Stated task:
Rewrite the records below as a numbered list with one line per item, and leave out any blank lines.

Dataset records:
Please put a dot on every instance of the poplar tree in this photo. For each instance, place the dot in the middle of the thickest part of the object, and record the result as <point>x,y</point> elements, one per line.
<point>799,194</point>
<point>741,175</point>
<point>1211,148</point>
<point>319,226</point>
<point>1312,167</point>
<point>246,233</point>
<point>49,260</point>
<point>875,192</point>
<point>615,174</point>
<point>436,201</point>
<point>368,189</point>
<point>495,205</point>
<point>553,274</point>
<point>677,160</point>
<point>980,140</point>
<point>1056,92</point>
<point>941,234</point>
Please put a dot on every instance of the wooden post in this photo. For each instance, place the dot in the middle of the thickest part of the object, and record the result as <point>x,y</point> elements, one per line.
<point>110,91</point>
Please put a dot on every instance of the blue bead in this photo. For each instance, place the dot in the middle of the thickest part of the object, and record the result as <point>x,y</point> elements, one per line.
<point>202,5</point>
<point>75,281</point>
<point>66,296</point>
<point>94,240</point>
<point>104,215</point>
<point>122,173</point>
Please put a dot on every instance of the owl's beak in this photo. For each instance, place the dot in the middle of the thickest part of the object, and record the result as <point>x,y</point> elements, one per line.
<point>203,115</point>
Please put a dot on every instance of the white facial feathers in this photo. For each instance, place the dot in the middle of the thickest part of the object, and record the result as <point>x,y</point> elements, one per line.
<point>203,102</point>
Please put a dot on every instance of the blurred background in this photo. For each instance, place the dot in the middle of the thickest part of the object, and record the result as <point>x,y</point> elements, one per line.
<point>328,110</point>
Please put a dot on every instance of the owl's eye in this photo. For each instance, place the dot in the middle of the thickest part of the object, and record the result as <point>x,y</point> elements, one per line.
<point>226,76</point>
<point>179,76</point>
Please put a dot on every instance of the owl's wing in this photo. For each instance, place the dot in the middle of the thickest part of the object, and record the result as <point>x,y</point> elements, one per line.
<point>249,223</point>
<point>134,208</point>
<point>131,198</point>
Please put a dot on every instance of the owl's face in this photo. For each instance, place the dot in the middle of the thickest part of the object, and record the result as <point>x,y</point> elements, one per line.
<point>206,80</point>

Response for this exercise:
1. Please put a dot on every instance of the poplar tree in this photo. For each instance, place the dot in the middle of the thickest part of the object, and record the result as <point>x,y</point> elements, one per line.
2. <point>799,194</point>
3. <point>741,175</point>
4. <point>1211,148</point>
5. <point>319,226</point>
6. <point>1312,167</point>
7. <point>246,233</point>
8. <point>49,260</point>
9. <point>875,192</point>
10. <point>615,174</point>
11. <point>436,201</point>
12. <point>368,189</point>
13. <point>495,205</point>
14. <point>553,274</point>
15. <point>677,160</point>
16. <point>980,140</point>
17. <point>1056,92</point>
18. <point>941,234</point>
19. Please put a dot on every instance of the wooden post in this photo. For each instance, place the dot in the middle of the thickest part of the object, and record the result as <point>x,y</point> elements, one per line.
20. <point>110,91</point>
21. Please put a dot on every instance of the blue bead in this photo. For each instance, place the dot in the middle of the thickest part of the object, and record the result as <point>x,y</point> elements, one per line.
22. <point>202,5</point>
23. <point>75,281</point>
24. <point>66,296</point>
25. <point>94,240</point>
26. <point>104,215</point>
27. <point>122,173</point>
28. Please put a dot on every instance of the owl's beak in this photo. For each instance, place the dot in the middle of the thickest part of the object, and record the result as <point>x,y</point> elements, one per line.
29. <point>203,115</point>
30. Please put a dot on every instance of the white facial feathers in this photo. For each instance, place the dot in the middle of the thickest part of the object, and record the result as <point>x,y</point> elements, one per line.
31. <point>203,102</point>
32. Please put a dot on every instance of the blurred background in this photo. For each instance, place the dot in the middle of the thickest part of the object, and record the result as <point>x,y</point> elements, one per line.
33. <point>328,110</point>
34. Please put a dot on every instance of the owl's eye in this photo. For each instance, place the dot in the middle of the thickest part of the object, and record the result as <point>x,y</point> elements, one per line.
35. <point>226,76</point>
36. <point>179,76</point>
37. Please put a dot on every instance of the owl's wing in this photo. For each instance, place the dot in the middle of the thickest part of the object, and record the result as <point>x,y</point> elements, one per line.
38. <point>249,223</point>
39. <point>134,208</point>
40. <point>131,198</point>
41. Please put a dot on every instance of the owl's face in this photo. For each instance, place the dot in the middle of the thickest part of the object, and record the result as <point>x,y</point> elements, one per line.
42. <point>206,80</point>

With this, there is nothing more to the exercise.